▶ **Directions for this task**:
Rename "query" to "search" everywhere in the records below, then write out all their lines again with nothing else changed.

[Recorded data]
***

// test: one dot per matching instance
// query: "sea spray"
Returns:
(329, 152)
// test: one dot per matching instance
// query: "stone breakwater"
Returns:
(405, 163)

***

▶ **The completed task**:
// test: one dot per matching instance
// search: "sea spray"
Returns:
(329, 152)
// test: one dot per matching instance
// search: "stone breakwater"
Returns:
(405, 163)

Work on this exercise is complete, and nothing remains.